● What the exercise asks
Return only the tail of the data below, word for word: the line with "The component shall return one point per instance of the flat" and each line after it through the final one.

[Stored entries]
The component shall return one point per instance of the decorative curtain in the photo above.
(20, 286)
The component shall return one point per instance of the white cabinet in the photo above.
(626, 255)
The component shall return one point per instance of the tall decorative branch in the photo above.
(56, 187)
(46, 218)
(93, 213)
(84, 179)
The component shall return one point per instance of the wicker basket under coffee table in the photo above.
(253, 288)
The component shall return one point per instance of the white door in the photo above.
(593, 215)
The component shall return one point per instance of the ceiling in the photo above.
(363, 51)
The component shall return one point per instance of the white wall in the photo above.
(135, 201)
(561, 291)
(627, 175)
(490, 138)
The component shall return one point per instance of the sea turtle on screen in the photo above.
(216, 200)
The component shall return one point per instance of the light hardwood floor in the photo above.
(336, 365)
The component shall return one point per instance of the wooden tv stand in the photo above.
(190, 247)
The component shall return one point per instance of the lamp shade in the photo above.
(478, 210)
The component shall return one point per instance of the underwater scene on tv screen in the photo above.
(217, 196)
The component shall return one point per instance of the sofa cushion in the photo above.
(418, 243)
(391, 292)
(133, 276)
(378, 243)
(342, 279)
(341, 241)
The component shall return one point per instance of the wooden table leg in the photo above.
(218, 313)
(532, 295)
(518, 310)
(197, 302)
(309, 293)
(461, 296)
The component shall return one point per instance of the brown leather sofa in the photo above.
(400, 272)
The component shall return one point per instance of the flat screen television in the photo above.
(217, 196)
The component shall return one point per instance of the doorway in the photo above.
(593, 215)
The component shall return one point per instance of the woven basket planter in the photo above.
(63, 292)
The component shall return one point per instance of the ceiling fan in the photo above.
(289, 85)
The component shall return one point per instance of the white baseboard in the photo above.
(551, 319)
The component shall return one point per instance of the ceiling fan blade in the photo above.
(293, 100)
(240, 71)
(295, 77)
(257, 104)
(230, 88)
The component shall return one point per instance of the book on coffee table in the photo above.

● Solved problem
The component shall return one point per instance of the flat screen television in the photo above.
(217, 196)
The component shall return one point per instance of the doorway in the photo above.
(593, 215)
The component shall return one point per instance of the woven basket planter in the photo above.
(63, 292)
The component shall return one point per instance of the ceiling fan in the photo above.
(289, 85)
The component shall return one point per instance of the white baseboard in the photo above.
(551, 319)
The component shall return one point per instance of the ceiling fan blade in the photo above.
(293, 100)
(240, 71)
(295, 77)
(257, 104)
(230, 88)
The component shall return one point per instance of the book on coffee table in the photo above.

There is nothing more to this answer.